═══ SUPPLIED MATERIAL ═══

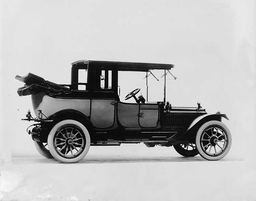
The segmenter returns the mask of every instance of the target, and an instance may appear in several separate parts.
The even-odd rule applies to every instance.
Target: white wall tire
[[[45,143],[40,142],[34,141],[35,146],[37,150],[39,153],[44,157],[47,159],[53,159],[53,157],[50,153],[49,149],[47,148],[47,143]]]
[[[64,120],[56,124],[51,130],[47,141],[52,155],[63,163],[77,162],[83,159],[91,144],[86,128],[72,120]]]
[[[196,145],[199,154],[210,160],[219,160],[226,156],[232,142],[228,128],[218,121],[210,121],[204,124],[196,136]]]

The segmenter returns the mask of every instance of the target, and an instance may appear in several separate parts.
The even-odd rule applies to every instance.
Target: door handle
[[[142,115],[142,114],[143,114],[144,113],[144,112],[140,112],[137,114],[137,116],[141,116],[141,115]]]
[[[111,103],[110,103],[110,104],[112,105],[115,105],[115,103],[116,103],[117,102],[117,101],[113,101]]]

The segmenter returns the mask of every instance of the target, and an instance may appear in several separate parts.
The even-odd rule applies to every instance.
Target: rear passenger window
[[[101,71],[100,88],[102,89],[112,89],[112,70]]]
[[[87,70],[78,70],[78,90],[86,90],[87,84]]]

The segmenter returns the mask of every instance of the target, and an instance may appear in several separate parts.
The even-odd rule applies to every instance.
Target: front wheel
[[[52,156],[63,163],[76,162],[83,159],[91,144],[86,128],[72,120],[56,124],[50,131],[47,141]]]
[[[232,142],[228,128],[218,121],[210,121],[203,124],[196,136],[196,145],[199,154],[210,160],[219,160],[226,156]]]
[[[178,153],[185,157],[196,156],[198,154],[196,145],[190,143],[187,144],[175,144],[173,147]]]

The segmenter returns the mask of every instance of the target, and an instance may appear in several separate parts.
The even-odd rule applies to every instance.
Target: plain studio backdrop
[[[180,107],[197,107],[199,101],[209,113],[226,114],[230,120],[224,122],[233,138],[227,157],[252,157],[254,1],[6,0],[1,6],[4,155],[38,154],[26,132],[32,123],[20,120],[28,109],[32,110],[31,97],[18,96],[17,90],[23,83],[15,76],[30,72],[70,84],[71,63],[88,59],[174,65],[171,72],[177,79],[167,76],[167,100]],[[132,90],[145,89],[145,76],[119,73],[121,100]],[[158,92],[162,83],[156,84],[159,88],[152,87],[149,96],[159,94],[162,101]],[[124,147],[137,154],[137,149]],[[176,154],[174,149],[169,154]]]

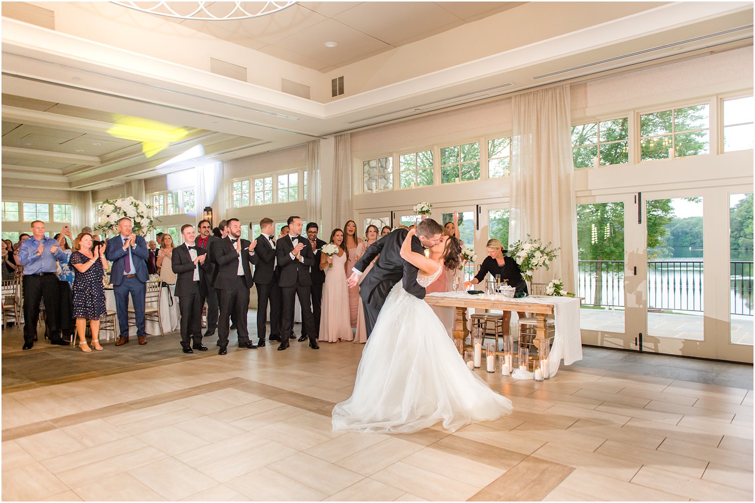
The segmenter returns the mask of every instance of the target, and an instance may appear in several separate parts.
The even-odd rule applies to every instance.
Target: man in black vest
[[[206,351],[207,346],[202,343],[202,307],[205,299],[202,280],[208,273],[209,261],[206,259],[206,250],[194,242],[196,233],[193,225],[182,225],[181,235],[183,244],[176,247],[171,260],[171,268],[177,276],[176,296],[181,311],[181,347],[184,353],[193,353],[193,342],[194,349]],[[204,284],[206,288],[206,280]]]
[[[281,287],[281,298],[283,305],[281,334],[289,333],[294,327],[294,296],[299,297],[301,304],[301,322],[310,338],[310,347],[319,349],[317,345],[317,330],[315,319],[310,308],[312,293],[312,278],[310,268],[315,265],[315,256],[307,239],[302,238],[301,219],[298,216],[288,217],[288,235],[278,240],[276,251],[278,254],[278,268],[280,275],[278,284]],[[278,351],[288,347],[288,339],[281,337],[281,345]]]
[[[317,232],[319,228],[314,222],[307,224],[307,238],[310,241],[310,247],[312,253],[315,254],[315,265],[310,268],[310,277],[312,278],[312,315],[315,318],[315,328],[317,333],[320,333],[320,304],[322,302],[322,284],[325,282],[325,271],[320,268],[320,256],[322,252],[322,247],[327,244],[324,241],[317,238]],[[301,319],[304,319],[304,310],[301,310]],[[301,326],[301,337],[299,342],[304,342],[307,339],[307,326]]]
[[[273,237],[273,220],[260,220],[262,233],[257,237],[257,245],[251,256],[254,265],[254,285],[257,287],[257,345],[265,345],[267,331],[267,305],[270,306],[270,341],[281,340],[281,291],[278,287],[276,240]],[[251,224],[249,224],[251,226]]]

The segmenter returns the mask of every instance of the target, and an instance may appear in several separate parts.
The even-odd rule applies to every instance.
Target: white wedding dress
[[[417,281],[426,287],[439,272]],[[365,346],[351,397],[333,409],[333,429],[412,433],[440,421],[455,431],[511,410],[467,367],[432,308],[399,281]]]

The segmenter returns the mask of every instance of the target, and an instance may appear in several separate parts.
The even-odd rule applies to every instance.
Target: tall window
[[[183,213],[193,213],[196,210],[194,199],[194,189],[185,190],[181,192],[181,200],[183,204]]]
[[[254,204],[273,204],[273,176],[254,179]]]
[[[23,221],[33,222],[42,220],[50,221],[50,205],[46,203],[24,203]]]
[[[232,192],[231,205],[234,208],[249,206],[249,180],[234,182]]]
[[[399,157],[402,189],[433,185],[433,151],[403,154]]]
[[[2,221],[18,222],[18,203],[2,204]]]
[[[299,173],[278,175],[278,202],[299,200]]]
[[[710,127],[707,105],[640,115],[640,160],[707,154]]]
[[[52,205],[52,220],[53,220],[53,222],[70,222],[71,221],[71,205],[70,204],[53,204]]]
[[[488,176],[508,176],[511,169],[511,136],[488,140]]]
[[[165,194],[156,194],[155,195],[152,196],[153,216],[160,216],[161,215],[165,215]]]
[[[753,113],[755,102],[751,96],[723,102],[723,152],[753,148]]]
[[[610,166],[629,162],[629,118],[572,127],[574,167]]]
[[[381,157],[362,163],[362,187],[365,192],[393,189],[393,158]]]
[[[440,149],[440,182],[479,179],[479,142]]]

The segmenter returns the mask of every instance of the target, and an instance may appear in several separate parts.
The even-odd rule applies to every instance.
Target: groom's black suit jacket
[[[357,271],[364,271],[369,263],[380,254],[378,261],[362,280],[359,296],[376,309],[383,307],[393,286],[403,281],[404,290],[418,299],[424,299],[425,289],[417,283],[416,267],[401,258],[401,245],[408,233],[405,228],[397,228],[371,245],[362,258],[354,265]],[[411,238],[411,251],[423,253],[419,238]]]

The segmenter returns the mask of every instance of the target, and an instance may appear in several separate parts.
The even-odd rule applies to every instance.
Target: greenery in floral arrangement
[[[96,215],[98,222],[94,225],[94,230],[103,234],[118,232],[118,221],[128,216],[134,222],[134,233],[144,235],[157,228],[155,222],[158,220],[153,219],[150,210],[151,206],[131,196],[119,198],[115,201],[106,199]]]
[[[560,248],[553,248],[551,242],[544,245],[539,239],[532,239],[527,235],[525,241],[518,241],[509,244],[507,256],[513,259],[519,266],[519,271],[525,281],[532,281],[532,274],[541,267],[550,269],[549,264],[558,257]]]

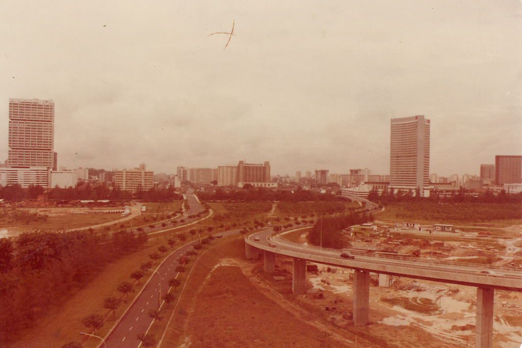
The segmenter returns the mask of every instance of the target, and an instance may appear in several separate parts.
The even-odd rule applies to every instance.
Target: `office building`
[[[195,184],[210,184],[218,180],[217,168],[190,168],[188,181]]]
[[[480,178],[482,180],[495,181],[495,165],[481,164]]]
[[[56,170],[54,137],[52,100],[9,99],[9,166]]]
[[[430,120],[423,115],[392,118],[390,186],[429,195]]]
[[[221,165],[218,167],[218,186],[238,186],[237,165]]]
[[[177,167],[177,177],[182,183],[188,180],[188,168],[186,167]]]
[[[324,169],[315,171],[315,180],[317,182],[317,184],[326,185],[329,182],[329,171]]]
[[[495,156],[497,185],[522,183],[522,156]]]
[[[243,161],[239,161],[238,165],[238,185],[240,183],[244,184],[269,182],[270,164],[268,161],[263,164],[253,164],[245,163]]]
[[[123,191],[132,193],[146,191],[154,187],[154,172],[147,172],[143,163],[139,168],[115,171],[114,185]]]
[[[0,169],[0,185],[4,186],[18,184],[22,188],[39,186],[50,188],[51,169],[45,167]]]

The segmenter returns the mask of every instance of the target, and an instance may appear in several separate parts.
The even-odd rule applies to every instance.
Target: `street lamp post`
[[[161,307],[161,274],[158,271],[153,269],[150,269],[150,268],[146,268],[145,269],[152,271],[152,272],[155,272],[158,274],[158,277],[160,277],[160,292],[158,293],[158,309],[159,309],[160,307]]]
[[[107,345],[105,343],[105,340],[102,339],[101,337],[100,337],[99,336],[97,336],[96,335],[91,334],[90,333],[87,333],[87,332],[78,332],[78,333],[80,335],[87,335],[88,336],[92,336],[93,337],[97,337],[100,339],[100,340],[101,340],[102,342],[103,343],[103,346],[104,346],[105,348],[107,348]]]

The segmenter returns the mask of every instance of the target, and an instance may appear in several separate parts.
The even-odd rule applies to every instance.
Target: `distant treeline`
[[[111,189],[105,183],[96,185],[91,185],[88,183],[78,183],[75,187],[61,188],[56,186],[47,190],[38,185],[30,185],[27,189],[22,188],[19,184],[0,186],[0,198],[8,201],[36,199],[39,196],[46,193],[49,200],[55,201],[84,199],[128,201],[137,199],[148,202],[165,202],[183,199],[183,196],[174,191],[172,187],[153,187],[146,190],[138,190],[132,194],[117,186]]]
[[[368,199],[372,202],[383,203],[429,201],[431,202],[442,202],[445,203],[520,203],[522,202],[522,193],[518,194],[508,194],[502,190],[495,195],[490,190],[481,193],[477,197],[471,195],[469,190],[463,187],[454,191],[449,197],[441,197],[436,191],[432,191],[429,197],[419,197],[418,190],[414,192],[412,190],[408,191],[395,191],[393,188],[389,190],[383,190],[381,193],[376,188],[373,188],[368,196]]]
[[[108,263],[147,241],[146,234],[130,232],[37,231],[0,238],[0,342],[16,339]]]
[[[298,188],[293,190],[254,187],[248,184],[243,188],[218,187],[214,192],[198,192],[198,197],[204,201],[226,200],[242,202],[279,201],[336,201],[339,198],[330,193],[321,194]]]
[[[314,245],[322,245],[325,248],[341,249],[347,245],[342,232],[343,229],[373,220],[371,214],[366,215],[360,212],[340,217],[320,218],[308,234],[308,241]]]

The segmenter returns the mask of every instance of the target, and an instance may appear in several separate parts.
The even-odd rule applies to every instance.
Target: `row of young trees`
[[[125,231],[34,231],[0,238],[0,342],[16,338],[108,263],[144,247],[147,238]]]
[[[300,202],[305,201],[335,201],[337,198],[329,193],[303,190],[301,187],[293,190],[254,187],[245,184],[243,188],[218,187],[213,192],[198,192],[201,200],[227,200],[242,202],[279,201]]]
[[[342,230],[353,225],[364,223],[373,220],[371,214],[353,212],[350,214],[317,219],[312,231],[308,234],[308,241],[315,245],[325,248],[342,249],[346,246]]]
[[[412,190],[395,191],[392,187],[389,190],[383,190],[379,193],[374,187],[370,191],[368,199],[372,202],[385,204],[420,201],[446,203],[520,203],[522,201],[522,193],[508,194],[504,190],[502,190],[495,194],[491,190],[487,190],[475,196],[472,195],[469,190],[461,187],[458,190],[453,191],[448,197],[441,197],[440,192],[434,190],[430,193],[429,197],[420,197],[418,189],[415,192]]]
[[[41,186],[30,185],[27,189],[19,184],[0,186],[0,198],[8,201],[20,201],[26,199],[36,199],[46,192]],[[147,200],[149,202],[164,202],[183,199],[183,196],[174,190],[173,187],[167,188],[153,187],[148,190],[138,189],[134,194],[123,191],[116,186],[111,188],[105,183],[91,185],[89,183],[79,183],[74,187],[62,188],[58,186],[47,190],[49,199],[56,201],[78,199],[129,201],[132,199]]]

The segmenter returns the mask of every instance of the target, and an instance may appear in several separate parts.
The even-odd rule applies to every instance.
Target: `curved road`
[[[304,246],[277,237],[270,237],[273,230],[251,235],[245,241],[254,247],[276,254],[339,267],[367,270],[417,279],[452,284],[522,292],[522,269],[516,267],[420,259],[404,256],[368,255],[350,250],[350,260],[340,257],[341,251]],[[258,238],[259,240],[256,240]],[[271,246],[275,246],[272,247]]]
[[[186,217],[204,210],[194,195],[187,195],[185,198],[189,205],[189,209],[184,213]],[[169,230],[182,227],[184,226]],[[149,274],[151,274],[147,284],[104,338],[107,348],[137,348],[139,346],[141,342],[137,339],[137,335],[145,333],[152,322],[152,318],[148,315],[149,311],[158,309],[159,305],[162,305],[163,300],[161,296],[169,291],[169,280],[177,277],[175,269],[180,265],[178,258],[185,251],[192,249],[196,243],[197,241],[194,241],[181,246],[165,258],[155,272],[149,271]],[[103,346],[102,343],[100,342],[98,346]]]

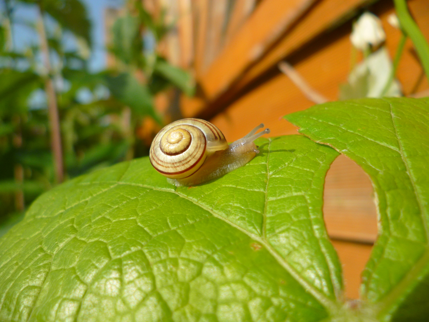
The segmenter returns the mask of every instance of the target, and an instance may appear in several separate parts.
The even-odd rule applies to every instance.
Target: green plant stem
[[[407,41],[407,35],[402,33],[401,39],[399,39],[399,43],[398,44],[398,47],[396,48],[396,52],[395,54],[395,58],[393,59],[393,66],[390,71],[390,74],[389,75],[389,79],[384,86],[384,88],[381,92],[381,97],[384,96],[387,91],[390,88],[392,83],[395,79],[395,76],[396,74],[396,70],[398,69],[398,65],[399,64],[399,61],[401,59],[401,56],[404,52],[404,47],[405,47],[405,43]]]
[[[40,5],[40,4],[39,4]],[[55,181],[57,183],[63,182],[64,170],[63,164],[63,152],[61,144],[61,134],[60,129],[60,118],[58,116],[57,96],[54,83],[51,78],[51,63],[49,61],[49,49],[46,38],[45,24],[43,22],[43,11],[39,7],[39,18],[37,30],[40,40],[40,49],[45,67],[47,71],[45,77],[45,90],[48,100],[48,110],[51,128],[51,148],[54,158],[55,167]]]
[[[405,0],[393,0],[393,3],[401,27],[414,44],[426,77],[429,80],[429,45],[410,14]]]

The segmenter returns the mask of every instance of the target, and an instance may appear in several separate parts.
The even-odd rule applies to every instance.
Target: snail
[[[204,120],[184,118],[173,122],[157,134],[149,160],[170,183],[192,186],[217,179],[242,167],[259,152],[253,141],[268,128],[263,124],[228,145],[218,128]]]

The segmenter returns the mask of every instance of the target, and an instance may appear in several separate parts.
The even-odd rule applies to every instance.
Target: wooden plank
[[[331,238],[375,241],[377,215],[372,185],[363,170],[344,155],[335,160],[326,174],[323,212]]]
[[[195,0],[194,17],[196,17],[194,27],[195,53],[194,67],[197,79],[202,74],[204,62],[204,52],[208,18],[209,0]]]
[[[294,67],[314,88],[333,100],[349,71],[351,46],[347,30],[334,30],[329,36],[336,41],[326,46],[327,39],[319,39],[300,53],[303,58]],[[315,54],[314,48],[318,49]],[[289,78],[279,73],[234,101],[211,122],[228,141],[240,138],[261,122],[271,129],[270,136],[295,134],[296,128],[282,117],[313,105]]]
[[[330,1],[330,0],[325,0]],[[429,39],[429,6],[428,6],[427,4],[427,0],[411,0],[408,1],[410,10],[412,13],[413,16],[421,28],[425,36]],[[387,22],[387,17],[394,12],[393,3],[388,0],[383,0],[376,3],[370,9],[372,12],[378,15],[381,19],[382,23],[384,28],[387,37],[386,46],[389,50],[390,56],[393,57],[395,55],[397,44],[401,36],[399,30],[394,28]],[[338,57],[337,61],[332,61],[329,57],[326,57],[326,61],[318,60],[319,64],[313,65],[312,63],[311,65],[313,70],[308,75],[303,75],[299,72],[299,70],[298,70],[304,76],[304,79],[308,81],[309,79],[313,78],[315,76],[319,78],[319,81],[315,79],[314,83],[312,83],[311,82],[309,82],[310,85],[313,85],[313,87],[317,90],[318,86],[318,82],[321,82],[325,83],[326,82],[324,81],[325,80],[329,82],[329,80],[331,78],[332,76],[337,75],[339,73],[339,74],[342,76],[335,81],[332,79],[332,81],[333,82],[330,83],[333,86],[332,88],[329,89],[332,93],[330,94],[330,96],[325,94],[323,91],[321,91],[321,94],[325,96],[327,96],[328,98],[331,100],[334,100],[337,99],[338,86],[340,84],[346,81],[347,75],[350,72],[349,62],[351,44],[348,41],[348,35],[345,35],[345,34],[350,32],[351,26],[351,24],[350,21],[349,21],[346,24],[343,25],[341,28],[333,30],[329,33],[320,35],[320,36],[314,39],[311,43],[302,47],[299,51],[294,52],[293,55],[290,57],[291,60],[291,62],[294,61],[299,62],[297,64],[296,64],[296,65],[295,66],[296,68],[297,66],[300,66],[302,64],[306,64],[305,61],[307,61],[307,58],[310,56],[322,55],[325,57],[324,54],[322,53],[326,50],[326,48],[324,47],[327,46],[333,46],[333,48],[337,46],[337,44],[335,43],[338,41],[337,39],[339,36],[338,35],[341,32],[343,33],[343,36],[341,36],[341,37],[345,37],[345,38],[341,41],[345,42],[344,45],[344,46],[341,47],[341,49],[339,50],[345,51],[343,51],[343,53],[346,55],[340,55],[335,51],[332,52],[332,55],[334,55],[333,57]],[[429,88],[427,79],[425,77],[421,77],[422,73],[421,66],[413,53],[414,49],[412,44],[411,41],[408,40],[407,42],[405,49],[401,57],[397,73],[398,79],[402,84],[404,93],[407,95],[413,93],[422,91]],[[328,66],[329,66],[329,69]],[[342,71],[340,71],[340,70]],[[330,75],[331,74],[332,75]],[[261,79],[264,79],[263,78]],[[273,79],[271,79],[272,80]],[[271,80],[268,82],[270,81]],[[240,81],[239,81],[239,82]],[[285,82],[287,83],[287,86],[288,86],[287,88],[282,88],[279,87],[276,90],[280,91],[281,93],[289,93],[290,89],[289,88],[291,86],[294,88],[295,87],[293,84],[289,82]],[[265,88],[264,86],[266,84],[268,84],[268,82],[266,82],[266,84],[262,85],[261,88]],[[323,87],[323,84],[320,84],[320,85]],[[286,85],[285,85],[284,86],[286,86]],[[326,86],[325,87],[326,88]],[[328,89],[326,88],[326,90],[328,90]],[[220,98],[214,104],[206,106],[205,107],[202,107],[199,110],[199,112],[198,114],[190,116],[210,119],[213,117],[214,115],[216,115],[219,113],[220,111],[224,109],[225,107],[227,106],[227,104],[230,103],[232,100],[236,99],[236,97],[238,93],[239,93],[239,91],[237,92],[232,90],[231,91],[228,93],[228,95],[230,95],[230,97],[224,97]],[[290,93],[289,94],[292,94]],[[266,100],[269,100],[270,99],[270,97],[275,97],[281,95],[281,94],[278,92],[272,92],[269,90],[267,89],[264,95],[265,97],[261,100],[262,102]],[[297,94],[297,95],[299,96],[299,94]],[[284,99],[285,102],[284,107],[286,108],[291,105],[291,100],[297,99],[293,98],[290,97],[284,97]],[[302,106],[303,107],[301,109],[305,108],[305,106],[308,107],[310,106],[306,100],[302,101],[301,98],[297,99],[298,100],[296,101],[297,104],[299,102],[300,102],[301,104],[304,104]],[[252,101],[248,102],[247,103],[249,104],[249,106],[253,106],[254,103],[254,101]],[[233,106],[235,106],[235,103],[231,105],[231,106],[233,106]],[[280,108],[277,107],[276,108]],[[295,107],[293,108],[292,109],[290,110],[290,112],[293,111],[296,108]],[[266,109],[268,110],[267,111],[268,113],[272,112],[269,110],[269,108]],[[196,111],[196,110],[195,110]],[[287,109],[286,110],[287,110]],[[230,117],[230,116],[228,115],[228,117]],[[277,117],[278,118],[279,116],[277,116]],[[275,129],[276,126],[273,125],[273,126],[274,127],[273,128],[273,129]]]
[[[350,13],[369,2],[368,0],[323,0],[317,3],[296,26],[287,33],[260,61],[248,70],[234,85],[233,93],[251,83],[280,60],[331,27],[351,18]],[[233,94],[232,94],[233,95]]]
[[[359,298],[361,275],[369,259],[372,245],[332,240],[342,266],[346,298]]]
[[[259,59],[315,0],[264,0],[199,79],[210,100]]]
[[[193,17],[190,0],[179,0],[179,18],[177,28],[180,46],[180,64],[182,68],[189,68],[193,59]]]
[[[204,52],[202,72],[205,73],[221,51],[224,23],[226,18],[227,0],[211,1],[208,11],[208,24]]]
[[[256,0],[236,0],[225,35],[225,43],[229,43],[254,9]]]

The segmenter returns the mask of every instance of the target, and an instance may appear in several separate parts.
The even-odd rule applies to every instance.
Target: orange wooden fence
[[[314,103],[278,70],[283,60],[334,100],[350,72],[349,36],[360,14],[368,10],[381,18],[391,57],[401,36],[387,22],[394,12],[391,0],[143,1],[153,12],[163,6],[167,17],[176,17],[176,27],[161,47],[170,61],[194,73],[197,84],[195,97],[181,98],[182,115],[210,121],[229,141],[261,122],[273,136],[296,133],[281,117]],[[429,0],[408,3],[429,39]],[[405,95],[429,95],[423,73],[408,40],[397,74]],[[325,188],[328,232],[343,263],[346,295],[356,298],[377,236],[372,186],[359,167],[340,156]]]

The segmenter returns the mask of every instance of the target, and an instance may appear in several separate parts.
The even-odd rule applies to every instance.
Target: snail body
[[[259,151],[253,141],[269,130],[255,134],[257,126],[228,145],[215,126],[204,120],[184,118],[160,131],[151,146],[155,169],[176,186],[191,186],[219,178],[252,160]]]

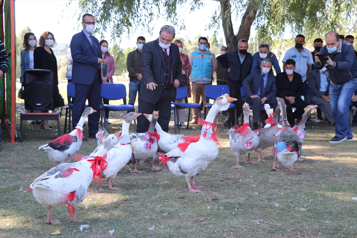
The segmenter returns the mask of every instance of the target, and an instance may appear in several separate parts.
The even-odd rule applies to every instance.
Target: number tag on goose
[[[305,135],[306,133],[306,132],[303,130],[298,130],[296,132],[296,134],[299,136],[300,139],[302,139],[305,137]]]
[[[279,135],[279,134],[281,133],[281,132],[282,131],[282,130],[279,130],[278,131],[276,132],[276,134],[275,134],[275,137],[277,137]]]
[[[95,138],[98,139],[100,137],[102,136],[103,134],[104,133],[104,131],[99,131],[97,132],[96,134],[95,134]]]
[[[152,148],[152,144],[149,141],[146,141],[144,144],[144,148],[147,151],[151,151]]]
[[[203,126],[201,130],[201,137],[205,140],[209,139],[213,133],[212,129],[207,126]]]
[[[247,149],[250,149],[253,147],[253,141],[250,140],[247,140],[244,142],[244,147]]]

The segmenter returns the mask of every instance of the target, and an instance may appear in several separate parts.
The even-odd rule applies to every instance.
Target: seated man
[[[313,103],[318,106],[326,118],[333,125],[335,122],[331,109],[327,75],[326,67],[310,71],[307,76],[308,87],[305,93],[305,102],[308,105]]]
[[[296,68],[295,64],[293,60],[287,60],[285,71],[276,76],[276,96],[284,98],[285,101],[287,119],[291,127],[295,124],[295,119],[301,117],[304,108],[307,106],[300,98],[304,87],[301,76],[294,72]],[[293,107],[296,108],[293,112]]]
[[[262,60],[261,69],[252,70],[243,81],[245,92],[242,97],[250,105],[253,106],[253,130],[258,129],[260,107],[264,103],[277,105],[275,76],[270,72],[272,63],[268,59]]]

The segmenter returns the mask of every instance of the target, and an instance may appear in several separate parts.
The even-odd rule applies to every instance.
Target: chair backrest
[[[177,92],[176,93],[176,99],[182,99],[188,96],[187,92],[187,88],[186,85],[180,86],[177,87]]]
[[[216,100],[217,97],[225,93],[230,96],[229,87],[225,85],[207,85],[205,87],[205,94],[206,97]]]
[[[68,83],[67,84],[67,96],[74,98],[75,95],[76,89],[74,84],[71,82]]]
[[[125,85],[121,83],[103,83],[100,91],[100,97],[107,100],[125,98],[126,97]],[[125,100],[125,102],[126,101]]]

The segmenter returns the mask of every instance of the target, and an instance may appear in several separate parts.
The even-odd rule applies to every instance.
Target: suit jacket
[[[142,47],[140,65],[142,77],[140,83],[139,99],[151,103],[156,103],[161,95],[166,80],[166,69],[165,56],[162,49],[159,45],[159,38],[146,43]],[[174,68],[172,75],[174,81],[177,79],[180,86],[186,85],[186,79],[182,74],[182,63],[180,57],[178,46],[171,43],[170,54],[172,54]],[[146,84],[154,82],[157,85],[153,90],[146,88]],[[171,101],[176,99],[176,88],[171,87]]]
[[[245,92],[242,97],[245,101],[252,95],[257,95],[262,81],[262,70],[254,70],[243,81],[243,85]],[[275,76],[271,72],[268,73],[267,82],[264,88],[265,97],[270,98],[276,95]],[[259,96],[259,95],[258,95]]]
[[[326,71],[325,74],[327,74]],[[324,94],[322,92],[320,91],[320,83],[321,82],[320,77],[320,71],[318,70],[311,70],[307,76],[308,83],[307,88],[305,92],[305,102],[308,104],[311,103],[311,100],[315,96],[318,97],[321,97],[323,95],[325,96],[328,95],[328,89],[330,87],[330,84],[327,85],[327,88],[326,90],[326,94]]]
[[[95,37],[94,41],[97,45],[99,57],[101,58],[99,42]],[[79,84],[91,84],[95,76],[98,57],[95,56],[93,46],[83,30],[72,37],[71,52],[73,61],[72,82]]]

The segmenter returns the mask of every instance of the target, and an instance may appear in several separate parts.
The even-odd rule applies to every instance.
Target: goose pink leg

═══

• GOAL
Extract every line of the listing above that contains the string "goose".

• OUTPUT FOR THIS EXERCISE
Target: number tag on goose
Target: goose pink leg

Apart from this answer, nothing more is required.